### Brief
Extend the forum thread below about what a person of ordinary ability can do to help with AI risk, starting after its final comment.

### Given text

I don’t want the world to end, but I am only a decently intelligent person of medicore competence. I could try to read and grok alignment research until I can have productive thoughts, but I do not anticipate that helping (though I will probably start doing more reading anyways; I’m tentatively planning to try reading Jaynes). Should I go into some kind of advocacy? I don’t know how I would do productive work there either, really.

I would guess there are others in a roughly similar situation to mine. Does anyone have ideas?

Answers

answer by lc · 2022-04-02T08:17:28.104Z · LW(p) · GW(p)

The best answer is to impede existing AI research and development efforts, especially the efforts of teams like Deepmind. They are in the business of shrinking the lifespan of the world. If we really are in the endgame, then I genuinely think that's what people who believe they can't do alignment research should be focusing on. Even in the event we fail, it buys everybody else on the planet time.

comment by Nathan Helm-Burger (nathan-helm-burger) · 2022-04-03T17:01:06.052Z · LW(p) · GW(p)

Well, I don't think that focusing on the most famous slightly-ahead organizations is actually all that useful. I'd expect that the next-best-in-line would just step forward. Impeding data centers around the world would likely be more generally helpful. But realistically for an individual, trying to be helpful to the AI safety community in a non-direct-work way is probably your best bet at contributing.

Replies from: lc
comment by lc · 2022-04-03T17:09:55.756Z · LW(p) · GW(p)

DeepMind is helping every other organization out by publishing research. It's much more of a direct impediment to hamper deepmind than I think you're expecting.

### Data segment
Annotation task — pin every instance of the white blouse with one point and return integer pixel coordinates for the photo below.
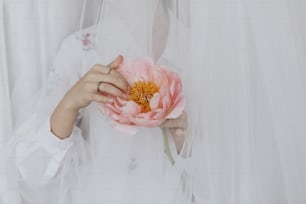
(95, 164)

### The answer
answer by Chris_Leong · 2022-04-02T08:09:50.592Z · LW(p) · GW(p)

Have you considered local AI safety meeting building? The minimal version of this is just to organise a dinner every month and advertise it on Facebook and MeetUp.com. There's no need for you to be an expert on AI safety.

You might consider volunteering for Stampy as well - https://stampy.ai/

Additional thoughts:

Have you considered booking a call with AI Safety support or applying to speak to 80,000 hours?

You can also express interest for the next round of the AGI Safety Fundamentals course.

answer by rank-biserial · 2022-04-02T05:50:49.043Z · LW(p) · GW(p)

Eliezer replied [LW(p) · GW(p)] to a comment of mine recently, coming out in favor of going down the human augmentation path. I also think genetically engineered Von Neumann babies are too far off to be realistic.

If we can really crack human motivation, I expect possible productivity gains of maybe one or two OOM.

Picture a pair of reseachers, one of whom controls an electrode wired to the pleasure centers of the other. Imagine they have free access to methamphetamine and LSD.

You don't need to be a genius to make this happen.